### SELECTION
--- --- ---
The underlying accounting rule that debits must equal credits applies around the world, but precisely how those debits and credits eventually show up in the financials depends on whether your company has to report under U.S. GAAP or international standards. Here in the United States, public companies have to report under GAAP, while around 120 countries around the world use a different set of standards, known as IFRS. Let’s take a look at what those standards mean, and what the main differences are.

What is GAAP?

Generally accepted accounting principles, or GAAP, is promulgated by the Financial Accounting Standards Board (FASB). GAAP had its origins in the 1929 stock market crash. The SEC requires domestic registrants to report under GAAP. Private companies in the U.S. are not required to follow GAAP, but most companies that provide audited financial statements to banks and other stakeholders use GAAP accounting. If you work in corporate finance in the U.S., you live and breathe GAAP.
--- --- ---
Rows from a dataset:
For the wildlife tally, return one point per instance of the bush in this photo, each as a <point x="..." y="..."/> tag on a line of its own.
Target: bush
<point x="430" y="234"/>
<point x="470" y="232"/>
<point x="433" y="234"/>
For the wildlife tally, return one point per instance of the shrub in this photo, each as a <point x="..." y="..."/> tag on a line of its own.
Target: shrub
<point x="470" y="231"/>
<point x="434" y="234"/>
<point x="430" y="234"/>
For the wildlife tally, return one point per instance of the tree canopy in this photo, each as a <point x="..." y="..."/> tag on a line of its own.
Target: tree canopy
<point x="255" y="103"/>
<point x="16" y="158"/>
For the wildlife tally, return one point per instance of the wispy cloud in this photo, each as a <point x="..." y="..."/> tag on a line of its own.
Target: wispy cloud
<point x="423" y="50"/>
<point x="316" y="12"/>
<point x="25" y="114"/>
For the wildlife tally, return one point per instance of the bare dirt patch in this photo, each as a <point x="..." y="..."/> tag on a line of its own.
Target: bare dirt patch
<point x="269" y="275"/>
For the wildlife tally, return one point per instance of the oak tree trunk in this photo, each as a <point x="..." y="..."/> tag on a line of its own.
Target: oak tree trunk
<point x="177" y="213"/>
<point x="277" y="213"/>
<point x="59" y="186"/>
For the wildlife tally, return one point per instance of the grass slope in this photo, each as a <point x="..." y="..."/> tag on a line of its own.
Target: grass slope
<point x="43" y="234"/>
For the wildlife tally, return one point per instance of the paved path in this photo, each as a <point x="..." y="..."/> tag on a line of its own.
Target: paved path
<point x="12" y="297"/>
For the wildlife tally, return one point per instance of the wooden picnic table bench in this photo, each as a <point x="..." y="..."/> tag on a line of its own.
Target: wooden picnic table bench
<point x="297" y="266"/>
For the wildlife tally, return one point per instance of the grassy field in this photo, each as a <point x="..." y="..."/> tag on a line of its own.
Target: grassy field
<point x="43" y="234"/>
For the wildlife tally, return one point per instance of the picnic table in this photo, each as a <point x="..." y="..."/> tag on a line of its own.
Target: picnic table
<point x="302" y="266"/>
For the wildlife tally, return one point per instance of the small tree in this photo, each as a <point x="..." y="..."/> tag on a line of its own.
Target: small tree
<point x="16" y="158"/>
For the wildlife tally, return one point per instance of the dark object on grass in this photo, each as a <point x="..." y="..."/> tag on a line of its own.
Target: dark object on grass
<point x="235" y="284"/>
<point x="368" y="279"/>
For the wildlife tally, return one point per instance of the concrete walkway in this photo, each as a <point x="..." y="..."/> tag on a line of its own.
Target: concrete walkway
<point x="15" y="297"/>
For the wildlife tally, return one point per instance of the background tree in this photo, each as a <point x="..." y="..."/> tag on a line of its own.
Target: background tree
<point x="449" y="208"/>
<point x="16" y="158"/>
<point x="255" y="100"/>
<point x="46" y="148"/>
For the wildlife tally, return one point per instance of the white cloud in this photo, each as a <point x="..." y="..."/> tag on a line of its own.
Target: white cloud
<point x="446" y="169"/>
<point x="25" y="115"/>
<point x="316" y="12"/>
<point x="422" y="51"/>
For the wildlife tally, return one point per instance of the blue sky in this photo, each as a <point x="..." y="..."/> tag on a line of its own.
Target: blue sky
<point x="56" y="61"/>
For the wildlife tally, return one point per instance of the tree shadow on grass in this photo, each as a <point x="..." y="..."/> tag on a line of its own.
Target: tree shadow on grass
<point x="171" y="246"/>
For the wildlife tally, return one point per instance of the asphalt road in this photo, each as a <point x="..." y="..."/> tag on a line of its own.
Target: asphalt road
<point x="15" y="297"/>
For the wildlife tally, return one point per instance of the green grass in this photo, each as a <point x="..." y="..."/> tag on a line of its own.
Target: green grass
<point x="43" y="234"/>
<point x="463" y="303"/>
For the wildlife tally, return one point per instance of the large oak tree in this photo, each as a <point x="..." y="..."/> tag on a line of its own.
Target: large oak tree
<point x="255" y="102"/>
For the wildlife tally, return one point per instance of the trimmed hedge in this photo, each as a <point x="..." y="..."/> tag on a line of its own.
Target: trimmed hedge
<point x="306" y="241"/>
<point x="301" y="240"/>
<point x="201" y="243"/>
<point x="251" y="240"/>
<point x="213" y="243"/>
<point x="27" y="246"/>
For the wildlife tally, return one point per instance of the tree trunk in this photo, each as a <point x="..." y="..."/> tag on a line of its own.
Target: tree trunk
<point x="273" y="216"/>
--- --- ---
### WHAT YOU HAVE TO DO
Reproduce the passage on GAAP and IFRS reporting standards word for word, in full.

### RESULT OF THIS TASK
The underlying accounting rule that debits must equal credits applies around the world, but precisely how those debits and credits eventually show up in the financials depends on whether your company has to report under U.S. GAAP or international standards. Here in the United States, public companies have to report under GAAP, while around 120 countries around the world use a different set of standards, known as IFRS. Let’s take a look at what those standards mean, and what the main differences are.

What is GAAP?

Generally accepted accounting principles, or GAAP, is promulgated by the Financial Accounting Standards Board (FASB). GAAP had its origins in the 1929 stock market crash. The SEC requires domestic registrants to report under GAAP. Private companies in the U.S. are not required to follow GAAP, but most companies that provide audited financial statements to banks and other stakeholders use GAAP accounting. If you work in corporate finance in the U.S., you live and breathe GAAP.